Request 1: In the FlexOHR project description, copy the passage from "pip install flexohr[database]" to "Does FlexOHR Solve?" word for word.
Request 2:
Answer these questions using the FlexOHR project description:
(a) Which Python version does FlexOHR require?
(b) What does the abbreviation OHR stand for?
(c) Which pip command installs FlexOHR with grammar parsing support?
Request 3: Continue the FlexOHR project description, starting after its last sentence.

Flexible and Extensible Object for Harmony Representation — a library for representing, storing, querying, and converting musical harmony
Project description
FlexOHR
Flexible and Extensible Object for Harmony Representation
A Python library for representing, storing, querying, and converting musical harmony.
Installation
# Core package (no heavy dependencies)
pip install flexohr
# With database/storage support (numpy, pandas, duckdb, rustworkx)
pip install flexohr[database]
# With grammar parsing support
pip install flexohr[grammar]
# Full installation for development
pip install flexohr[dev]
Requirements: Python 3.11+
What Problem Does FlexOHR Solve?
Harmony annotations are trapped in format silos. DCML Roman numerals, RomanText labels, chord symbols, and pitch-class sets each encode overlapping information in incompatible syntaxes. Converting between them is lossy, ad-hoc, and breaks at edge cases. Meanwhile, every annotation standard bakes in assumptions about Western tonal music that silently exclude quintal harmony, microtonal systems, spectral data, and anything beyond 12 pitch classes.
FlexOHR introduces a single internal object — the OHR (Object for Harmony Representation) — that captures what any of these formats can express, plus structures none of them can. Annotations enter through format-specific codecs, live internally as OHR objects, and exit through any codec — including formats they were never written in.
Core Idea: The OHR as a Recursive Container
An OHR is not a chord type. It is a container of components with a reference point:
OHR = reference_component + reference_ohr + body[Component | OHR, ...]
- A Component wraps a value (absolute point, relative vector, or undefined) plus arbitrary properties (tone function, confidence, voice, ...). In pitch-based paradigms, values are pitchspace types; in other paradigms (spectral, rhythmic, etc.), they can be any type that the paradigm module defines.

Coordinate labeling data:

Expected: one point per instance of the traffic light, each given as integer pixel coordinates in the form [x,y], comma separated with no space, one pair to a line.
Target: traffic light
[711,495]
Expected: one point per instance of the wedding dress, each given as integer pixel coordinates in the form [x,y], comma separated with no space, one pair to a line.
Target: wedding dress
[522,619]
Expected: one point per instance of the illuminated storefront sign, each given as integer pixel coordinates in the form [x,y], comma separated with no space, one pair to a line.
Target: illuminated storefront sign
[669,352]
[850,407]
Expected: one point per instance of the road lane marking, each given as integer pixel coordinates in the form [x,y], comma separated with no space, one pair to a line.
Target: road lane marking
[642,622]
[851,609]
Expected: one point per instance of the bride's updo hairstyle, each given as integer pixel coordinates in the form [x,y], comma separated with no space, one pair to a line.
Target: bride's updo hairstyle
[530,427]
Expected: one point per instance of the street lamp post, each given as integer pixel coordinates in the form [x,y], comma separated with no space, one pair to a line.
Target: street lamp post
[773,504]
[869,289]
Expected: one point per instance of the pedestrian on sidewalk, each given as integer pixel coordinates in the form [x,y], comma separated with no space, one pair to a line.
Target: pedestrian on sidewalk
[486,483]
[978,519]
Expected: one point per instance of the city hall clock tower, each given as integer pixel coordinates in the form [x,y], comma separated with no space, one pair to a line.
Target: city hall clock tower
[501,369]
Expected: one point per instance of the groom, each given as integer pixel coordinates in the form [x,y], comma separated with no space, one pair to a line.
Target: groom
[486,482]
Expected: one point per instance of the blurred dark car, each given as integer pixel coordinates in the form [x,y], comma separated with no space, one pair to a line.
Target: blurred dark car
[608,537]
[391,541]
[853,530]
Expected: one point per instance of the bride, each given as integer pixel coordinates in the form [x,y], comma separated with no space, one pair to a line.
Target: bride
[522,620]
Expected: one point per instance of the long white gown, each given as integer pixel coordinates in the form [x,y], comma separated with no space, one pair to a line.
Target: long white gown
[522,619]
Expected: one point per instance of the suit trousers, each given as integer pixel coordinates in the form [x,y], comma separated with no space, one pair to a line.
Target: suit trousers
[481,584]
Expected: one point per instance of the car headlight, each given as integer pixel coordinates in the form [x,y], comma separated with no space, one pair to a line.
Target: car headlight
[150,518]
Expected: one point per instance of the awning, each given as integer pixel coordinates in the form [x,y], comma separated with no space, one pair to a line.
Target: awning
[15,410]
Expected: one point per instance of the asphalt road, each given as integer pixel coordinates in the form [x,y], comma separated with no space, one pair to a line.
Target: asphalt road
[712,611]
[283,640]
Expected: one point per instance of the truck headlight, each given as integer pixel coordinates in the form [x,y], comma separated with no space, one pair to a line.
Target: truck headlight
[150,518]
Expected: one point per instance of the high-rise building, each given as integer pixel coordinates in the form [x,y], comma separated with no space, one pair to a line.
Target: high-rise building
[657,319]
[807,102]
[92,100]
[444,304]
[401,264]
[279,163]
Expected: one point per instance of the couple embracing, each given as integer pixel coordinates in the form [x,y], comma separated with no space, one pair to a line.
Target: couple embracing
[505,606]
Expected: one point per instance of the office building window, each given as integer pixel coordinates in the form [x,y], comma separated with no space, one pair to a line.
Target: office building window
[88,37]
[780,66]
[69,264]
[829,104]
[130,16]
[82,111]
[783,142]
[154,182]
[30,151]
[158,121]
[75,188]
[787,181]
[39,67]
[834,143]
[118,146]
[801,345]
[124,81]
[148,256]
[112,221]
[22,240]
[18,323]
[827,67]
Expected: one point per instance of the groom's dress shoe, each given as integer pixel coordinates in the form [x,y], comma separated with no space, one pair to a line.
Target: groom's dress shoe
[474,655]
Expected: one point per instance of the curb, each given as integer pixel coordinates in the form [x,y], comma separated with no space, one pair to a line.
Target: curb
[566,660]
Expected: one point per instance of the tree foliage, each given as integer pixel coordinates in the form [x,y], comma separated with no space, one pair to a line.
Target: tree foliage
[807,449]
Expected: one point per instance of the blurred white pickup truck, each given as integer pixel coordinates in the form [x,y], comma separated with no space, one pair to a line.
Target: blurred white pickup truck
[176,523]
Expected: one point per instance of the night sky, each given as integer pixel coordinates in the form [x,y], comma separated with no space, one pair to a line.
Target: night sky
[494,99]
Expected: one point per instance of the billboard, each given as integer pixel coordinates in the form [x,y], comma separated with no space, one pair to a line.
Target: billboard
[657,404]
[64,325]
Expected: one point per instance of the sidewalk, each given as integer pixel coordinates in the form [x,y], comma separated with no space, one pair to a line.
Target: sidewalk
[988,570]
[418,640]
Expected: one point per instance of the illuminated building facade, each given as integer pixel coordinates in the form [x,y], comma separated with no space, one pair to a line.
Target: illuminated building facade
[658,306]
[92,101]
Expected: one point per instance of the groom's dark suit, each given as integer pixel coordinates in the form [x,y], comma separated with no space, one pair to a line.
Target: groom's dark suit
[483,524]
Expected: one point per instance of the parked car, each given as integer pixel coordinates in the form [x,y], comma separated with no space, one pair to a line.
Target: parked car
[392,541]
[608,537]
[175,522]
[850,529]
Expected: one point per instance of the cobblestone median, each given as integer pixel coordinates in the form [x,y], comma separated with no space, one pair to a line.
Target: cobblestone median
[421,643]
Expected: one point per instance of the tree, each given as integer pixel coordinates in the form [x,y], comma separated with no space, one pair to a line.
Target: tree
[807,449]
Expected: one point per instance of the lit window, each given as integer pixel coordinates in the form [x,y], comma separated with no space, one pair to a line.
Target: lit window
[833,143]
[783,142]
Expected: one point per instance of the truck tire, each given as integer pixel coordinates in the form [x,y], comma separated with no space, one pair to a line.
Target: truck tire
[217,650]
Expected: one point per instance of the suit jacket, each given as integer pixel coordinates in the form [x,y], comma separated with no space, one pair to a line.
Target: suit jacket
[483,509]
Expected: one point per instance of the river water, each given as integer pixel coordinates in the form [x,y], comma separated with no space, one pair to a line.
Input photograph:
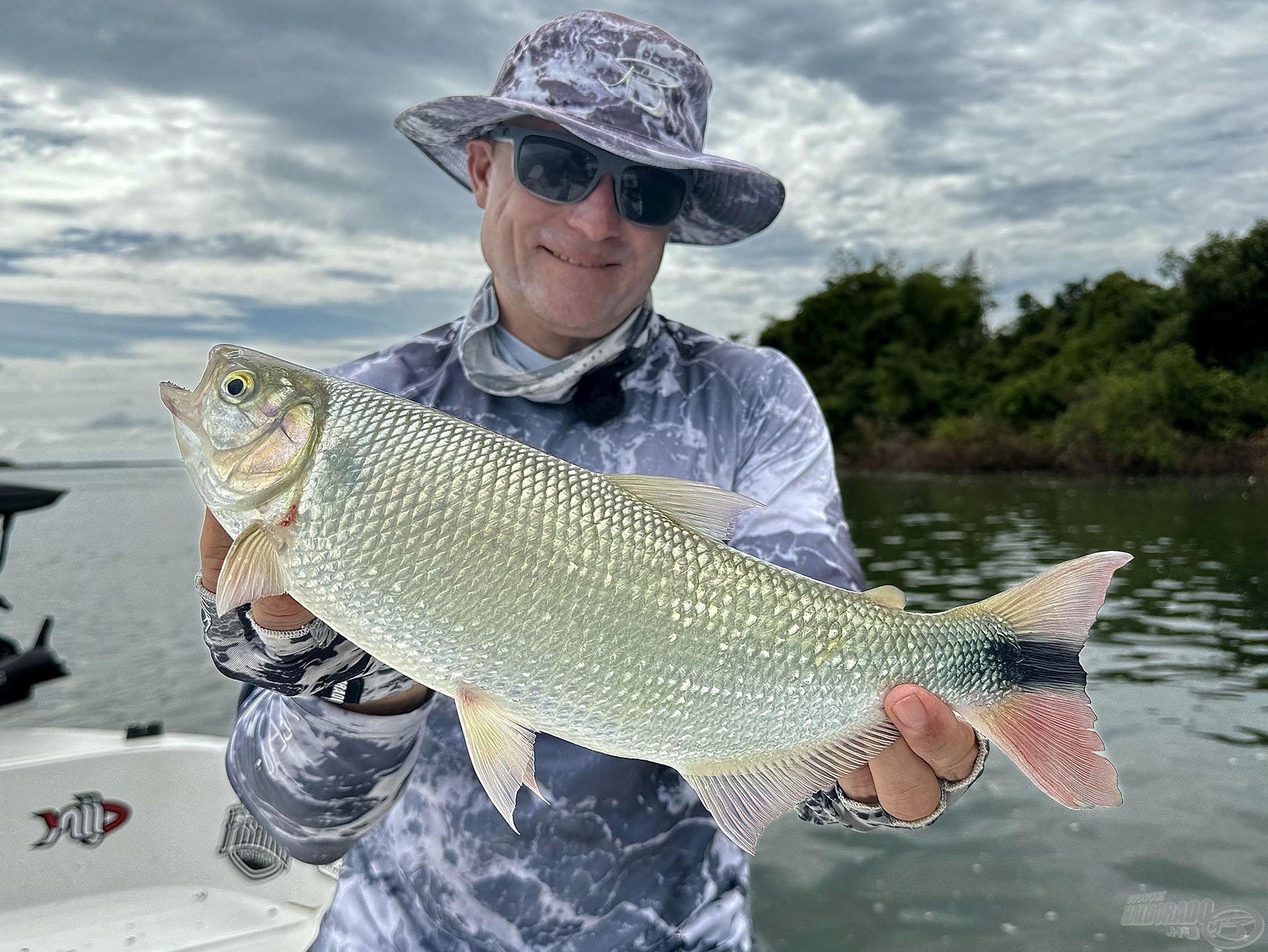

Exercise result 1:
pip install flexohr[database]
# With grammar parsing support
pip install flexohr[grammar]
# Full installation for development
pip install flexohr[dev]
Requirements: Python 3.11+
What Problem Does FlexOHR Solve?

Exercise result 2:
(a) Python 3.11 or later.
(b) Object for Harmony Representation.
(c) pip install flexohr[grammar]

Exercise result 3:
- The reference_component anchors relative components in absolute pitch space.
- The reference_ohr provides broader context (e.g., a scale that gives meaning to scale degrees).
- The body is a list of Components and/or nested OHRs.
This recursion is the key insight. A chord is an OHR whose body contains interval-defined
components. A scale is an OHR whose body is an ordered sequence of intervals. A pedal
tone over a chord progression is an OHR whose body contains a pedal Component and a
nested progression-OHR. A Roman numeral like V65/vi is an OHR with a reference_ohr
(the tonicized key) containing a chord-OHR. The same structure handles all of these
without special cases.
Why Not a Flat Chord Enum?
A flat enumeration of chord types (major triad, dominant seventh, ...) works only for the ~20 chord types that Western tonal theory names. It cannot represent:
- Arbitrary interval stacks (quintal harmony, Messiaen modes)
- Partial voicings where only some tones are present
- Components with uncertainty (GNN predictions with confidence scores)
- Nested harmonic structures (pedal tones, applied chords, polychords)
- Non-12-EDO pitch systems
By making the OHR a container of components rather than a named type, FlexOHR handles
all of these with one mechanism. Named chord types become a convenience layer: a
ChordQuality.major_triad is shorthand for "body = root + M3 + P5", not a fundamental
data type.
The Three Shapes: OHR, OHRView, OHRCollection
FlexOHR represents harmony at three granularities, all sharing the same FlexohrProtocol
interface. The name is FlexohrProtocol (not HarmonyProtocol) because OHRs also
represent structures that are not traditionally called "harmony": Scales are ordered
horizontal OHRs (providing specific intervals first, interval classes second),
Collections are unordered horizontal/direction-less OHRs (interval classes first,
intervals second).
| Shape | What It Is | When to Use |
|---|---|---|
OHR |
Frozen dataclass. Single object. Carries _ohr_id. |
Constructing, inspecting, or transforming one chord/scale/collection. |
OHRCollection |
Five DuckDB tables (ohr_nodes, components, closure, properties, edges). | Bulk operations: an entire piece, corpus queries, structural/property queries. |
OHRView |
Cached proxy into an OHRCollection. | Scalar access without materialization: coll[42].root(). |
Why Three and Not One?
Musical analysis operates at two scales simultaneously: you reason about individual chords (scalar) and you compute over thousands of annotations (columnar). A single object model forces a choice — either it's slow for bulk operations or awkward for inspection. The three-shape design means:
- OHR is the mental model. It's what you think about. Frozen, immutable, hashable.
On construction, it auto-registers in the default OHRCollection (disable via
_register=Falseorset_default_collection(None)). - OHRCollection is the workhorse. Five DuckDB tables with O(1) structural queries (closure table), sub-ms property filters, paradigm-specific views, and SQL-native UDFs.
- OHRView bridges them.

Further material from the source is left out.